- Required action A -
Using the passage on Wal-Mart's expansion, answer each question:
(i) How many Wertkauf stores in Germany did Wal-Mart acquire in 1997?
(ii) In what year did Wal-Mart become the top grocery retailer in America?
(iii) Which supermarket chain in Puerto Rico did Wal-Mart buy in 2002?
- Required action B -
Carry the passage on Wal-Mart's expansion forward from its final sentence.

- Source document -
Content starts

After acquiring the 122 Wooco stores fro the Woolworth Corporation in 1994, Wal-Mart expanded to Canada. In 1997, with revenues over $100 billion, Wal-Mart entered the European market after acquiring 21 Wertkauf stores in Germany. The following year Wal-Mart acquired 74 Interspar stores in Germany. Wal-Mart further expanded its European profile in 1999 by acquiring ASDA Group plc, the third biggest British supermarket chain.
Wal-Mart Neighborhood Markets began appearing in America in 1998, the same year that Sam Walton made Time Magazine’s top 100 influential people of the century. The company became the top grocery retailer in America in 2001, with sales of $56 billion. At Neighborhood Markets and Supercenters grew, the discount stores declined. By 2003 Wal-Mart decided to focus on expanding its retail operations while selling off its wholesale distributor, McLane.
Wal-Mart bought the top supermarket chain in Puerto Rico, Supermercados Amigo, Inc. in 2002. Later that year Wal-Mart entered the Japanese market by investing in The Seivu Ltd, which combined groceries with clothing. Wal-Mart became the largest revenue-generating corporation in the world in 2003, with revenues of over $244 billion. It made history by being the first company to make number one on the Fortune 500 that didn’t manufacture products. The key to the company’s success all along was staying competitive with low prices for consumers while keeping overhead costs low as well.

Content ends

(Stored entries)

Content starts

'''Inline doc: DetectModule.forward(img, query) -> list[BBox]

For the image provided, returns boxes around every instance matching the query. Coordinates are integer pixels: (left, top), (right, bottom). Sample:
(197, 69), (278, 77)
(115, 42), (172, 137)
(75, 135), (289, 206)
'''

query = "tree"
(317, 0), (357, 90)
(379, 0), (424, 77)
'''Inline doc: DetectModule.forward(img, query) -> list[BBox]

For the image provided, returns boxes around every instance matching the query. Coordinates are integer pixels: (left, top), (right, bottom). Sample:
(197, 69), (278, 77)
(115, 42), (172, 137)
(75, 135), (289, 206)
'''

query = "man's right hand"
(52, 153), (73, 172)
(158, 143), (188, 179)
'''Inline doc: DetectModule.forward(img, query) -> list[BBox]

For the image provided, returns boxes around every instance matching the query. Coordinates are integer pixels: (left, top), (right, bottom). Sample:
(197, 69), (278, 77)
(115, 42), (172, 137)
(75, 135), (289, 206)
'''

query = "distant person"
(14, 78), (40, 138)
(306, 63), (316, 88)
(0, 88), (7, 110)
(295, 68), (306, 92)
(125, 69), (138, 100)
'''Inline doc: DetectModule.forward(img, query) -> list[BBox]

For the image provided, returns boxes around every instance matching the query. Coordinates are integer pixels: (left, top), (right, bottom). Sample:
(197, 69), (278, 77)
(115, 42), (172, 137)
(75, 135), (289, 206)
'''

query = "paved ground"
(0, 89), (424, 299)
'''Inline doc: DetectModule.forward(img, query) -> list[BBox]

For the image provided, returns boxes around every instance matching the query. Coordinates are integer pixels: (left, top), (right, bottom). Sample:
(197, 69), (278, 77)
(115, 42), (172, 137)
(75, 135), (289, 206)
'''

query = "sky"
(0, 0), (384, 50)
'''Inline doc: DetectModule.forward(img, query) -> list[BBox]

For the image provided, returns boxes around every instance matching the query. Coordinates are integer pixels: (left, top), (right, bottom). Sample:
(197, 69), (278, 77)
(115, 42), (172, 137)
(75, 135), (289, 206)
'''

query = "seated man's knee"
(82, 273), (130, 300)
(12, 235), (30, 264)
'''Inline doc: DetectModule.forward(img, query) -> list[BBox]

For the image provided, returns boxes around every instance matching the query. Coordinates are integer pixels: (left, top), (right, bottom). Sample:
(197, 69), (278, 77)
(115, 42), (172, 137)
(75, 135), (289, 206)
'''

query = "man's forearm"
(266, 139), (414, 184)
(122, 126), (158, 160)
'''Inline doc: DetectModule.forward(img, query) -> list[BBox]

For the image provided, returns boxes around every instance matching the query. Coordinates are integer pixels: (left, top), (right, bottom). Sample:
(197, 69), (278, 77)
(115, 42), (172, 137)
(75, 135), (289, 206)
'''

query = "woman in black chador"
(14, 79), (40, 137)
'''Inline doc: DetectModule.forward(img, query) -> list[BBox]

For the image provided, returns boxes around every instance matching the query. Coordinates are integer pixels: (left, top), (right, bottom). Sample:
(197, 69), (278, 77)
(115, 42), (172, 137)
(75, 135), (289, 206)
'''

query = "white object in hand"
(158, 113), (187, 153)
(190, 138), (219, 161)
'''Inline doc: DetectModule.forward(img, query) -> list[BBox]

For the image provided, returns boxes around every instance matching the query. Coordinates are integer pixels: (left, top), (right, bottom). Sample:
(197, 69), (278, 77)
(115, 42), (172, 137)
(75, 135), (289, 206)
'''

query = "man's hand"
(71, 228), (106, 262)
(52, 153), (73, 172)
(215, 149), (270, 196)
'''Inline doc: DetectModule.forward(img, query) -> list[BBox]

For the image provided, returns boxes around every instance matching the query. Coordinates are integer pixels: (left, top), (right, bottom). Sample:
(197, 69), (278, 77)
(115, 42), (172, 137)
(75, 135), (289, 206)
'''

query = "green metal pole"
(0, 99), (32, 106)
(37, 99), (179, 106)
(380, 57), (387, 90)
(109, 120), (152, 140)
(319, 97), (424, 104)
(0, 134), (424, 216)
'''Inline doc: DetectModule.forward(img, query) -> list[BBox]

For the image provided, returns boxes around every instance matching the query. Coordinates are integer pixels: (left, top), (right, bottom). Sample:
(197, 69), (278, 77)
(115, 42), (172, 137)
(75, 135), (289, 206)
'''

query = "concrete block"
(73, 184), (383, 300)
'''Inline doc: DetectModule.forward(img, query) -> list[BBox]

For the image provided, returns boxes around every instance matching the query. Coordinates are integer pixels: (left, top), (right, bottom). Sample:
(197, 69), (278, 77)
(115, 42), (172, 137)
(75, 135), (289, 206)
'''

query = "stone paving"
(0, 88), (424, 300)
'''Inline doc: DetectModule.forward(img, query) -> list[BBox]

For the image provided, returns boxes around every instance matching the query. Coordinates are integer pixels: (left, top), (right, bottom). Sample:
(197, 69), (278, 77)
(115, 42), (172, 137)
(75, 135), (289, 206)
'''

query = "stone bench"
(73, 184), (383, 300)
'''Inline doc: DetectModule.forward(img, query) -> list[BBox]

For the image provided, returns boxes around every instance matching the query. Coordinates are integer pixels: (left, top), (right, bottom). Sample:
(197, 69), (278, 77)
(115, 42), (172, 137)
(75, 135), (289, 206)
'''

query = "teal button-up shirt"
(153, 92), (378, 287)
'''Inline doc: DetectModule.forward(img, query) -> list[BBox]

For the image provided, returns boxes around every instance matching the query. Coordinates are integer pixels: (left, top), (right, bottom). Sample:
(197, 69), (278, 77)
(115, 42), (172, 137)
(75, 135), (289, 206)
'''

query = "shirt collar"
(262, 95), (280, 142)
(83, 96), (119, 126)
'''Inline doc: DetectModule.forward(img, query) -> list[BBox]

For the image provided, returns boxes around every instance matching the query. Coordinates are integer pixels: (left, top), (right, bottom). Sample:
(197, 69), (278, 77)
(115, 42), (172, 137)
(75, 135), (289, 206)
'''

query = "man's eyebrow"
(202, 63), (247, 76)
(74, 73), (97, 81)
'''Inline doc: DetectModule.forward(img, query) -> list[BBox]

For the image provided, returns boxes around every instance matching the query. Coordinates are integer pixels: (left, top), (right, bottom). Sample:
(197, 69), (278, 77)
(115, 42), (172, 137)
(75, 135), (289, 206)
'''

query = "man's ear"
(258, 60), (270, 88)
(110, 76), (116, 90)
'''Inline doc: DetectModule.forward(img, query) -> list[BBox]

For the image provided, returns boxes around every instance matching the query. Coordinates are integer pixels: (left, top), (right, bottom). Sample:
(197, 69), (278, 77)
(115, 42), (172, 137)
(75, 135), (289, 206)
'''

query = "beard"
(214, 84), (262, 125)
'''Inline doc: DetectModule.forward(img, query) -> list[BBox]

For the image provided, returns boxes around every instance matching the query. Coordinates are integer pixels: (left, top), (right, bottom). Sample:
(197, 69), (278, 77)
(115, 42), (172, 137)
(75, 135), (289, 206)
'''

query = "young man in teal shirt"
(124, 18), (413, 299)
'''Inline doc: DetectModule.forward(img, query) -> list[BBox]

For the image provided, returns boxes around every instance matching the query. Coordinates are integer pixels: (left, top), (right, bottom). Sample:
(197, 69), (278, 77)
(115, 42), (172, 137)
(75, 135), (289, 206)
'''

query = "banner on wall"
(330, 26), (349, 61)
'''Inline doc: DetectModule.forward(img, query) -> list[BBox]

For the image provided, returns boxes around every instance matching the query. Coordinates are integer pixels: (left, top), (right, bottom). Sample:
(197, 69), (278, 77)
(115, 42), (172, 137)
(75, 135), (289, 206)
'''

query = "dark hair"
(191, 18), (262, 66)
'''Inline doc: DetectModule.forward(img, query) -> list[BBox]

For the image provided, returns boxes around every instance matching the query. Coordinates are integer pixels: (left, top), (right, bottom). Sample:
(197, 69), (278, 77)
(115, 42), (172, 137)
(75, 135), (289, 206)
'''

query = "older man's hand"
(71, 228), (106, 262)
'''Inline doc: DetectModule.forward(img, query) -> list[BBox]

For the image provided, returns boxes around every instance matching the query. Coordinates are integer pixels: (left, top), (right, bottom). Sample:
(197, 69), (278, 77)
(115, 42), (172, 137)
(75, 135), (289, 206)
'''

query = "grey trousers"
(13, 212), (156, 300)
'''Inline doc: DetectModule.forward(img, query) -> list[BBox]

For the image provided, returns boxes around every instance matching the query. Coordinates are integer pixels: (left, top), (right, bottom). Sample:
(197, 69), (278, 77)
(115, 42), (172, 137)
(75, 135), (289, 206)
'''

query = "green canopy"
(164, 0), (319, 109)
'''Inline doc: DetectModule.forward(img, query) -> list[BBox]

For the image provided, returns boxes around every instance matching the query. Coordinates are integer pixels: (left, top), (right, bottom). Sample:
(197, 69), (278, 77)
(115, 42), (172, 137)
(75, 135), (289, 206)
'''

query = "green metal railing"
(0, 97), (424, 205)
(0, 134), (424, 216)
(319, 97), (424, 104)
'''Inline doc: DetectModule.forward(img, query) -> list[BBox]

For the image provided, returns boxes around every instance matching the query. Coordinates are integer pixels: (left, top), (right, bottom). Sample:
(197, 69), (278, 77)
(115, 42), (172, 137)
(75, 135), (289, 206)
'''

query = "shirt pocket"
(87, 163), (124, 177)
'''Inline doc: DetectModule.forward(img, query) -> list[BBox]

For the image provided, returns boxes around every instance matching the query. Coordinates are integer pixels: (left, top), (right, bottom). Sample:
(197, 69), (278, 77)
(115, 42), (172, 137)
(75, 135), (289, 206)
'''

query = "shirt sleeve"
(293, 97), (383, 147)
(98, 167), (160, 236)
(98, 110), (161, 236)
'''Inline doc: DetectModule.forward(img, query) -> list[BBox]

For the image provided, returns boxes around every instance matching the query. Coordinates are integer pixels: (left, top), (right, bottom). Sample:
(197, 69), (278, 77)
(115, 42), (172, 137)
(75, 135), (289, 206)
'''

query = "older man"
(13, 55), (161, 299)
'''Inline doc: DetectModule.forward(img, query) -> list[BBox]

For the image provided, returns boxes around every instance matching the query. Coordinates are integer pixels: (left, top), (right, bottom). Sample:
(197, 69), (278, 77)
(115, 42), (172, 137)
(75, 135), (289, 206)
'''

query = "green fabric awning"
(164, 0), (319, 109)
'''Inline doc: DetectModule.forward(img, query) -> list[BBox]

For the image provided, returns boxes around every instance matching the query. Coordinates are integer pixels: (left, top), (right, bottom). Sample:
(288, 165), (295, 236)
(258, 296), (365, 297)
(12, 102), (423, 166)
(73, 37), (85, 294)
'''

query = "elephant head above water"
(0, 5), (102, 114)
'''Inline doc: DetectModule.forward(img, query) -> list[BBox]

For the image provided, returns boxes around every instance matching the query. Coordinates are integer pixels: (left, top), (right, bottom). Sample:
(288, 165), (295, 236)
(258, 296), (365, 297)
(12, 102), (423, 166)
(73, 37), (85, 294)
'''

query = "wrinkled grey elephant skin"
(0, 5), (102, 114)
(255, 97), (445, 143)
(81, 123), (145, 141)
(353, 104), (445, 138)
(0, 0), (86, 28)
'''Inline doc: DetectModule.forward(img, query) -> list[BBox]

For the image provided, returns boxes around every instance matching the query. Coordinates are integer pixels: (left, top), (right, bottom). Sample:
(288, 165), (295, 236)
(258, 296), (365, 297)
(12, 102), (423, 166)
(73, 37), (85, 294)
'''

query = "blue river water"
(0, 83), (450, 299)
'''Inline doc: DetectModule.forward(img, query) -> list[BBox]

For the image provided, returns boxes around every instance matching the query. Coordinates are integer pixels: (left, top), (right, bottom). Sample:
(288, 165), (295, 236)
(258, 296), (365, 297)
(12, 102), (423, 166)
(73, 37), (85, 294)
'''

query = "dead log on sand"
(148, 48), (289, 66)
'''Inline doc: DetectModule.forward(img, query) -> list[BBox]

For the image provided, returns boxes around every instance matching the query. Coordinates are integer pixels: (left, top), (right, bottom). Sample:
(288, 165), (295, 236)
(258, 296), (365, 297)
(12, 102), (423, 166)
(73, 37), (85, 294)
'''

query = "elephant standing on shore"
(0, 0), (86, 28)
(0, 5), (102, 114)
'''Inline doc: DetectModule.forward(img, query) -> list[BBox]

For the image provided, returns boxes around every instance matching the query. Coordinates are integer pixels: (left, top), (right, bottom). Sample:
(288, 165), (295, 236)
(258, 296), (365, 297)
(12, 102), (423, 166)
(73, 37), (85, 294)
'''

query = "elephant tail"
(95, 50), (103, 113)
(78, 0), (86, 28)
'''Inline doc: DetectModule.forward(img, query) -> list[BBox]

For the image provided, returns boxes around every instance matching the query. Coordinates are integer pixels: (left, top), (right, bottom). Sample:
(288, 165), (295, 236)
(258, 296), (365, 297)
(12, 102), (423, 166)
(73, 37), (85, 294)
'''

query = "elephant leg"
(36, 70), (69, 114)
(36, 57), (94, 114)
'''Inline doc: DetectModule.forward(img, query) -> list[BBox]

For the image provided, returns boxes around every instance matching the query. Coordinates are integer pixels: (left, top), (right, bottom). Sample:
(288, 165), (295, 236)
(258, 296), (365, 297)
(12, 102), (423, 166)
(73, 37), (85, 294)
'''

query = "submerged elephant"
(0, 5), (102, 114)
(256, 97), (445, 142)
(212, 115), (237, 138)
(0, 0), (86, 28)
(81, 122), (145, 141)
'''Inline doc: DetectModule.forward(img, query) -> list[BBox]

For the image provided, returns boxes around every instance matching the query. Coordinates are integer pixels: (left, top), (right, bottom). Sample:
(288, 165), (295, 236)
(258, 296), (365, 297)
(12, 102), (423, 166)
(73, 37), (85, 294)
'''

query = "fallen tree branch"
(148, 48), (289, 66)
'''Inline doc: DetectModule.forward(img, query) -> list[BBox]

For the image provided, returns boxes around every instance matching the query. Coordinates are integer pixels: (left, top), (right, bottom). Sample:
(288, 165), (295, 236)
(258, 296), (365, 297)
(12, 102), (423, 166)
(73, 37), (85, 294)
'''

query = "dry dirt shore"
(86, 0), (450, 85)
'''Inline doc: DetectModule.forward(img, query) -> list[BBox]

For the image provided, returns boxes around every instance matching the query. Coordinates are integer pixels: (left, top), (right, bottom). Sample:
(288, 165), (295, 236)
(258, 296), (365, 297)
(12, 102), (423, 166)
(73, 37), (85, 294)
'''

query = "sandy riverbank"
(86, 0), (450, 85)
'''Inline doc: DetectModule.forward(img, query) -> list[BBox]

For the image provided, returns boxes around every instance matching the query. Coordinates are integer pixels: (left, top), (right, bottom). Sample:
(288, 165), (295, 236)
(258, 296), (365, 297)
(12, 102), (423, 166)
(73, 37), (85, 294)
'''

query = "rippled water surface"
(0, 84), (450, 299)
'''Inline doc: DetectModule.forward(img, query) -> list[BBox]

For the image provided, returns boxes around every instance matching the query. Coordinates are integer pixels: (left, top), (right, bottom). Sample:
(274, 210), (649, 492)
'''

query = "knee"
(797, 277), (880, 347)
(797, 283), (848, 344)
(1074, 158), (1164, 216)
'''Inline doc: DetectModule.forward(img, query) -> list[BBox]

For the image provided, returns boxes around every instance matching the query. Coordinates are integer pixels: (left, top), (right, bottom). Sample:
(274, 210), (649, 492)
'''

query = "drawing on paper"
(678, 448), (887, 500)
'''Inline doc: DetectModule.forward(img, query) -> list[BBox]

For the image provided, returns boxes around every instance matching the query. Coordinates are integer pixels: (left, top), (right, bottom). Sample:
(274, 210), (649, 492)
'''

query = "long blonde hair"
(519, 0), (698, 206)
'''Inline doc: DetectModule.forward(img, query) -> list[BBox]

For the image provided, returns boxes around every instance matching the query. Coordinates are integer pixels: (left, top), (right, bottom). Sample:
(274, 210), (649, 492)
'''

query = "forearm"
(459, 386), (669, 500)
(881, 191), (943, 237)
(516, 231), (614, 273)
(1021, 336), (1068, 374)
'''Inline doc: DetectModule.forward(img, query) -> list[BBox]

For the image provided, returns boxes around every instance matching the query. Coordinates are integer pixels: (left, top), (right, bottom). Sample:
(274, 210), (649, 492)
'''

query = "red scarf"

Content ends

- Expected output A -
(i) 21
(ii) 2001
(iii) Supermercados Amigo, Inc.

- Expected output B -
By 2004 Wal-Mart faced a series of class action lawsuits from employees about working conditions and pay. The company was ordered to pay fines and additional wages of over $300 million. Many employees complained they were over-worked or were forced to work off the clock without scheduled breaks so that the company could maximize labor and avoid overtime pay. The company was known for its low pay, high turnover and resisting unions.
At the end of 2004, Wal-Mart owned 2,460 Discount Stores, 1,728 Supercenters, 618 Sam’s Clubs and 100 Neighborhood Markets on a global level. The majority of these stores were based in America. In 2012 the company had a market capitalization of over $245 billion and employed over 2 million people with annual revenue of nearly $447 billion.